> **Directions**: Everything in the data except the pictures belongs in your answer, copied exactly.
--- START ---
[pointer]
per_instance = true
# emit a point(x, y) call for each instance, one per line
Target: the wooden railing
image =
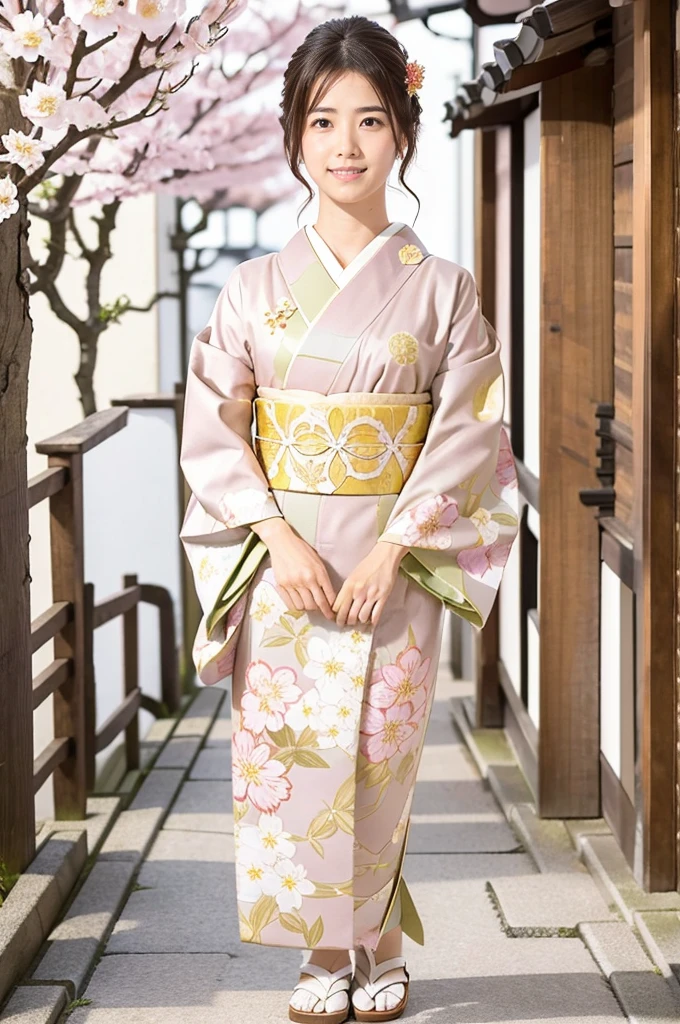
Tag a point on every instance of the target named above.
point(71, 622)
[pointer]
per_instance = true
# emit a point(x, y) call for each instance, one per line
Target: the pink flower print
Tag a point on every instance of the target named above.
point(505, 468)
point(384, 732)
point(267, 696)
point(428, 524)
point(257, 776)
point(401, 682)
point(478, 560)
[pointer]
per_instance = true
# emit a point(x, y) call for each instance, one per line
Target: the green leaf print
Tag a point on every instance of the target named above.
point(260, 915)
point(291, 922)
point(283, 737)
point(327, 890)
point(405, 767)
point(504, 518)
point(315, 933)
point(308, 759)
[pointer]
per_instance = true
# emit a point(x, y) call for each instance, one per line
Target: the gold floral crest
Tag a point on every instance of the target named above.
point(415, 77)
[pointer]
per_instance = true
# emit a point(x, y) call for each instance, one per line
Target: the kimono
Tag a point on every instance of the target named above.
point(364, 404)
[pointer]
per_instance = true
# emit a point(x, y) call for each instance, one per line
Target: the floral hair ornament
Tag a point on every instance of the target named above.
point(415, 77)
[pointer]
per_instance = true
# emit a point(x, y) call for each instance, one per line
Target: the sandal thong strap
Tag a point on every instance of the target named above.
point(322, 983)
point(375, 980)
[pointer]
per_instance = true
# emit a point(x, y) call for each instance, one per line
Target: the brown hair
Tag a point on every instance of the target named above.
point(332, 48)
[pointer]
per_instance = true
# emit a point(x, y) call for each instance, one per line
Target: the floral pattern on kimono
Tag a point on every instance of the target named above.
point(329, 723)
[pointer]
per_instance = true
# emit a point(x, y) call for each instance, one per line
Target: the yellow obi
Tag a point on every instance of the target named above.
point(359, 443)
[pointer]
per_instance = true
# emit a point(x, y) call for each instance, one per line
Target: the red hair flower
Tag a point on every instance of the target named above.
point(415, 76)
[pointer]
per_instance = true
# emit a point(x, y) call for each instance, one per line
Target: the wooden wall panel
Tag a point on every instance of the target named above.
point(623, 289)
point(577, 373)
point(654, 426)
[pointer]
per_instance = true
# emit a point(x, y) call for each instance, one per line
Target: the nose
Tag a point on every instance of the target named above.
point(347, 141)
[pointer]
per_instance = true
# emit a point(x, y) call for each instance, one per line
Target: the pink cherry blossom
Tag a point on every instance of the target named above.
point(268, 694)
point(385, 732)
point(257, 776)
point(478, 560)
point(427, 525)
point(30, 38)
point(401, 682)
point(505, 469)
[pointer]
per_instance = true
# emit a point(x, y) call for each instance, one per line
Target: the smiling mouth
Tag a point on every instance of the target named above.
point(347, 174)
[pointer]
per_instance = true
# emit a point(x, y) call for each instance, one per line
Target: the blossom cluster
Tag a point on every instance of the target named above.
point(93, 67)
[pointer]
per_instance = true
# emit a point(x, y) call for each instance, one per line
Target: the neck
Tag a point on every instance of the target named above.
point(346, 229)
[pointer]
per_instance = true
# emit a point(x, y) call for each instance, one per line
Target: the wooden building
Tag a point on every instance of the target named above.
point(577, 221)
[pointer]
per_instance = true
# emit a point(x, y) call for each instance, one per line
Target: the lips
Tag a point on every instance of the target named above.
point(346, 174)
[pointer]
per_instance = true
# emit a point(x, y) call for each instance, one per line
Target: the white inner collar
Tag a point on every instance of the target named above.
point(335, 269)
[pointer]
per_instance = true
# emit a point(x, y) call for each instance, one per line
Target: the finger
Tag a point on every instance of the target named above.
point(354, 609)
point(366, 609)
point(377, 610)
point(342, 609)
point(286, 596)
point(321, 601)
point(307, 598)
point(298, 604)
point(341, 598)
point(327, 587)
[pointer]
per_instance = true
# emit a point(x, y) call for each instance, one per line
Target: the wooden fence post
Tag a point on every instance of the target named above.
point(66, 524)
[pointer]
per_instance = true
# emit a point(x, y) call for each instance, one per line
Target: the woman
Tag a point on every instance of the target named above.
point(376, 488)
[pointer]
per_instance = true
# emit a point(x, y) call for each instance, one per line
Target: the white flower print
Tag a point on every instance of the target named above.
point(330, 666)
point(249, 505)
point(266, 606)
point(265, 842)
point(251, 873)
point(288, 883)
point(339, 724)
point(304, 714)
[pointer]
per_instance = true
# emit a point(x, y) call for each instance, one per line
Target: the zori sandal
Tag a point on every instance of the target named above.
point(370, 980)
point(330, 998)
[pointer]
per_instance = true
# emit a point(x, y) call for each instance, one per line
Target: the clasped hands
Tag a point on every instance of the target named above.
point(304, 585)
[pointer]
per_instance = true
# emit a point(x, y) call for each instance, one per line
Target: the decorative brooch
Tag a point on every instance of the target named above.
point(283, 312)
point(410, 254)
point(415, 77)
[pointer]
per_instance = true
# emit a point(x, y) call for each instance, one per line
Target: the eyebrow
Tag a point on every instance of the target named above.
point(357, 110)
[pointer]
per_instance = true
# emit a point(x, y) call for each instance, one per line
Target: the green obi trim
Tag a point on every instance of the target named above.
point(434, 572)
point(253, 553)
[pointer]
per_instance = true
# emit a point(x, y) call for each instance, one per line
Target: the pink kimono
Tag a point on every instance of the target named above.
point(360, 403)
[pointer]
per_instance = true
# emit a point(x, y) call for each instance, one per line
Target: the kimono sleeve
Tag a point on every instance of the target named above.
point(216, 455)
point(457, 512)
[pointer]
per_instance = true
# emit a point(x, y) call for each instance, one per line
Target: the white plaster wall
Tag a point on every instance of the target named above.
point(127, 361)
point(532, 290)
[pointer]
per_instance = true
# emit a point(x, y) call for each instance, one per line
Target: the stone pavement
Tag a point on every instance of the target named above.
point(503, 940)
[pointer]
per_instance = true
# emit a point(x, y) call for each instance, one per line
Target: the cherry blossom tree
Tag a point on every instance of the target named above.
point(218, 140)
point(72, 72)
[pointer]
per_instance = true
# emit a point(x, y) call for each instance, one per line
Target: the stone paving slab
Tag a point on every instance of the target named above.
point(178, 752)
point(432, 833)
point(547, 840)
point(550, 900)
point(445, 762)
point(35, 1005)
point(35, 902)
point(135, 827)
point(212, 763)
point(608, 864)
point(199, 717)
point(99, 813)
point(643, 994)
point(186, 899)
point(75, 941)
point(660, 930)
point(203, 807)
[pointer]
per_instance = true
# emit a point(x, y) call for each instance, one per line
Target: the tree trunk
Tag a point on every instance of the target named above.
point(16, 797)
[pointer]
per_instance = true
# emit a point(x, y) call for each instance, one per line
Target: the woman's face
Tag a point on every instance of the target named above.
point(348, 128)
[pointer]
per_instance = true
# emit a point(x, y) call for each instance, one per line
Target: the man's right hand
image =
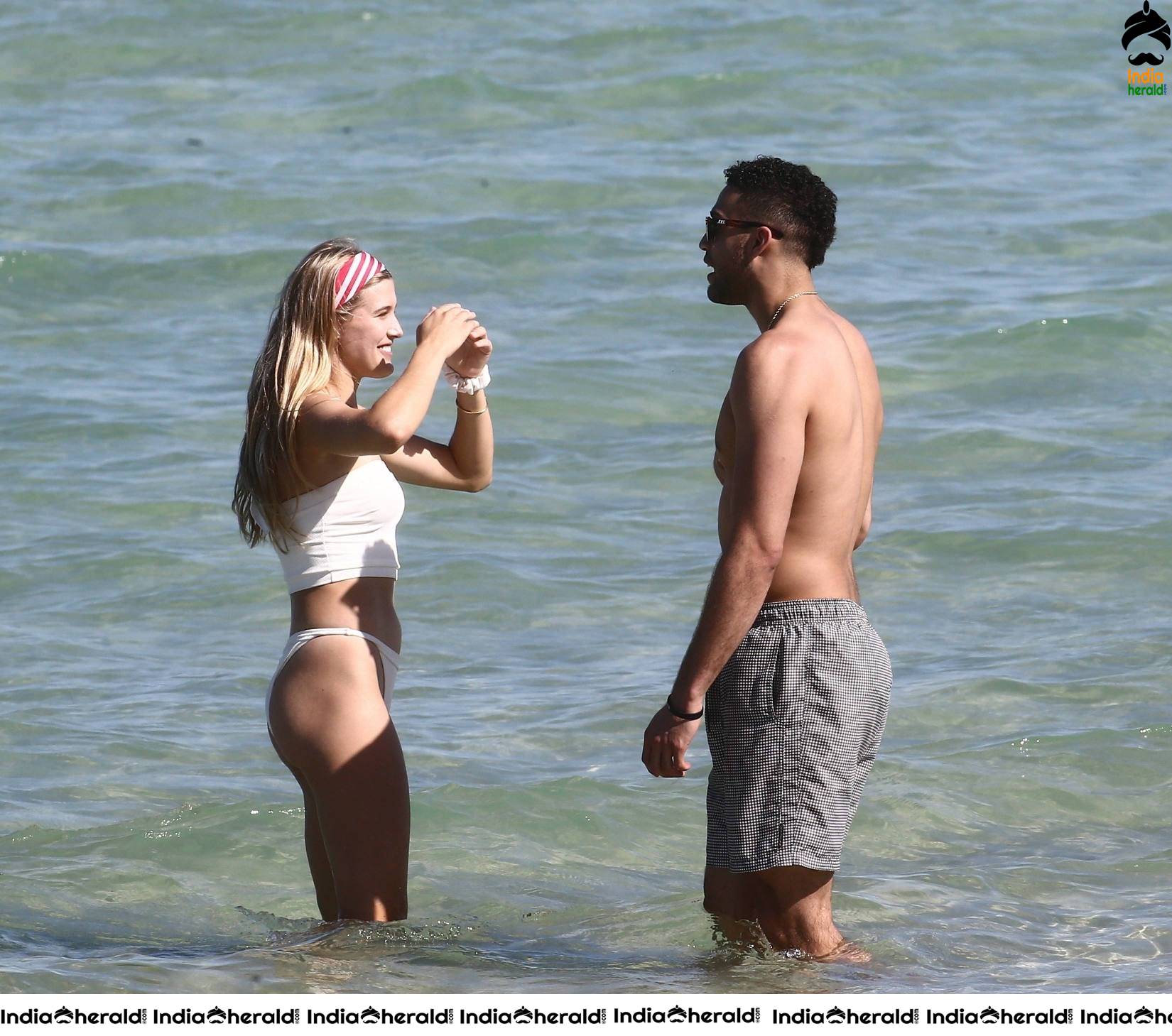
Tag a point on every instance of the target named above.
--- END ---
> **Solution to the exercise**:
[pointer]
per_instance = true
# emit a point(x, y) call for each instance, one per line
Target: the wooden railing
image =
Tag a point on every instance of the target named above.
point(71, 622)
[pointer]
per_instance = true
# emit a point(x, y) call for each instance, one per line
Target: the pink flower print
Tag a point on every instance of the target named above.
point(505, 468)
point(384, 732)
point(267, 696)
point(428, 524)
point(257, 776)
point(401, 682)
point(478, 560)
[pointer]
per_instance = true
# emit a point(x, y) call for each instance, one per line
Target: the green leaf print
Tag a point on every instance of the target named above.
point(260, 915)
point(291, 922)
point(283, 737)
point(327, 890)
point(405, 767)
point(504, 518)
point(315, 933)
point(308, 759)
[pointer]
per_instance = true
# emit a point(x, y) call for each instance, one per line
Target: the gold floral crest
Tag a point on every instance of the target named above.
point(415, 77)
[pointer]
per_instance = true
# emit a point(x, y) call for each instance, one per line
Target: the kimono
Tag a point on every instance of the target named above.
point(364, 404)
[pointer]
per_instance = true
# emit a point(x, y) call for each instance, one per line
Target: the floral hair ornament
Tag a point on every instance of the target named above.
point(415, 77)
[pointer]
per_instance = true
# emit a point(x, y) call for each instance, one per line
Target: the sandal thong strap
Tag a point on every instance of the target named above.
point(322, 983)
point(375, 980)
[pointer]
per_instance = true
# emit a point(x, y) call for each instance, one per line
Target: the brown hair
Tag a point on every instance of the target named above.
point(332, 48)
[pointer]
per_instance = true
# emit a point(x, y) call for each instance, one per line
Target: the floral pattern on kimono
Tag a point on every instance of the target named above.
point(329, 723)
[pointer]
per_instance = true
# emit a point(x, y) call for each instance, one per line
Target: the yellow obi
Tag a point on every instance of the target named above.
point(359, 443)
[pointer]
per_instance = true
# emit a point(x, y) call for each instance, one per line
Target: the red hair flower
Tag a point on every instance of the target named above.
point(415, 76)
[pointer]
per_instance = true
# emit a point(x, y) call for each instance, one per line
Target: the wooden wall panel
Tag a point on every instance of the target named above.
point(623, 289)
point(577, 373)
point(654, 426)
[pointer]
per_instance = true
# emit a point(x, y) call for each instance, one per line
Target: the nose
Tag a point on every instance of the target named above.
point(347, 141)
[pointer]
per_instance = true
# emit a point(x, y) call for each instance, one per line
Target: the pink cherry blossom
Tag a point on every instance of the target named above.
point(268, 694)
point(385, 732)
point(257, 776)
point(478, 560)
point(427, 525)
point(30, 38)
point(401, 682)
point(505, 469)
[pointer]
per_instance = true
# emit a point(x, y) call for each instance, one per line
Target: the smiling mouth
Tag a point on every instance of the target named above.
point(347, 174)
[pointer]
per_instance = true
# emit a point(x, y) call for each instance, one per line
Target: the blossom cluster
Tag a point on every instance of the target named above.
point(93, 67)
[pointer]
per_instance = true
# emit a point(x, y) call for each instance, one per line
Target: the neck
Tag a point on every instance of the target named above.
point(346, 229)
[pointer]
per_instance = true
# emit a point(x, y) call for each instance, one per line
Target: the wooden building
Tag a point on every instance of the target named above.
point(577, 221)
[pointer]
per_instance = true
# emit a point(x, y) call for each instance, one per line
Target: the lips
Tag a point on every instance of the target named above.
point(346, 174)
[pointer]
per_instance = true
# emit a point(x, y) call for each instance, one per line
Target: the white inner collar
Tag a point on every instance of the target named above.
point(335, 269)
[pointer]
per_instance = true
# emit a point(x, y) call for each instance, one per line
Target: the finger
Tag a point on every instance of the target named above.
point(354, 609)
point(366, 609)
point(377, 610)
point(342, 609)
point(286, 596)
point(321, 601)
point(307, 598)
point(298, 604)
point(341, 598)
point(327, 587)
[pointer]
per_instance = true
# emit a point(x, y) call for each instance, one per line
Target: the wooden fence post
Tag a point on every instance of the target named above.
point(66, 524)
[pointer]
per_instance = true
# emit a point(x, y) call for each instance, one per line
Target: the woman
Tag a point on every instance of the target named above.
point(376, 488)
[pointer]
per_instance = true
# emit a point(x, y) call for each instance, one per line
Target: the white flower print
Tag a point on every instance of the target named above.
point(330, 666)
point(249, 505)
point(266, 606)
point(265, 842)
point(251, 873)
point(288, 883)
point(339, 724)
point(304, 714)
[pointer]
per_instance = true
# emit a point(x, y) call for each instance, one per line
Target: the zori sandal
Tag a point on every instance of the target named above.
point(370, 980)
point(330, 998)
[pointer]
per_instance = true
# emit a point(x, y) call for each instance, one per line
Target: the clasped hands
Tag a point on every instance of the target named above.
point(304, 585)
[pointer]
per_instance = true
# emit a point(x, y) call for each instance, one per line
Target: the decorative brooch
Tag a point on every instance of the target named above.
point(283, 312)
point(410, 254)
point(415, 77)
[pointer]
per_instance = true
# emit a point(x, y) call for each instance, one per line
Target: the eyebrow
Tag a point on every instance of the target named above.
point(357, 110)
[pointer]
per_instance = true
# emit a point(x, y) call for each instance, one per line
Target: the green obi trim
Tag a point on every instance of the target named above.
point(434, 572)
point(253, 553)
[pointer]
per_instance = true
# emit a point(x, y) call for each instance, one per line
Target: the pink kimono
Tag a point on every instance of the target named above.
point(360, 403)
[pointer]
per_instance = true
# emit a point(x, y) call for each instance, one per line
Target: the kimono sleeve
Tag a point on every instance of the target named above.
point(216, 455)
point(457, 512)
[pointer]
per_instance = true
# emit a point(x, y) call for each instance, one per line
Target: the white plaster wall
Tag a point on every instance of the target named above.
point(127, 361)
point(532, 290)
[pointer]
per_instance = true
# emit a point(x, y) call for each instance, one per line
Target: the stone pavement
Tag a point on every instance of the target named above.
point(503, 940)
[pointer]
per_instance = true
# emit a point(x, y) call for each instance, one per line
Target: the cherry blossom tree
Tag a point on every instance of the target named above.
point(218, 140)
point(72, 72)
[pointer]
per_instance = true
# emit a point(x, y) call for each instance, one per line
Target: the stone paving slab
Tag a point on every instance of the target named above.
point(178, 752)
point(432, 833)
point(547, 840)
point(550, 900)
point(445, 762)
point(35, 1005)
point(35, 902)
point(135, 827)
point(212, 763)
point(608, 864)
point(199, 717)
point(99, 813)
point(643, 994)
point(186, 899)
point(75, 941)
point(660, 930)
point(203, 807)
[pointer]
per_instance = true
# emit a point(x, y) call for each instance, one per line
Target: the tree trunk
Tag a point on every instance of the target named above.
point(16, 797)
[pointer]
per_instance = true
# emit a point(x, y) call for each instance, one per line
Target: the woman's face
Tag a point on every instance of the target named above.
point(348, 128)
[pointer]
per_instance = true
# emit a point(x, y) call for each instance, one per line
Target: the man's right hand
image =
Tag a point on every instance of the target named above.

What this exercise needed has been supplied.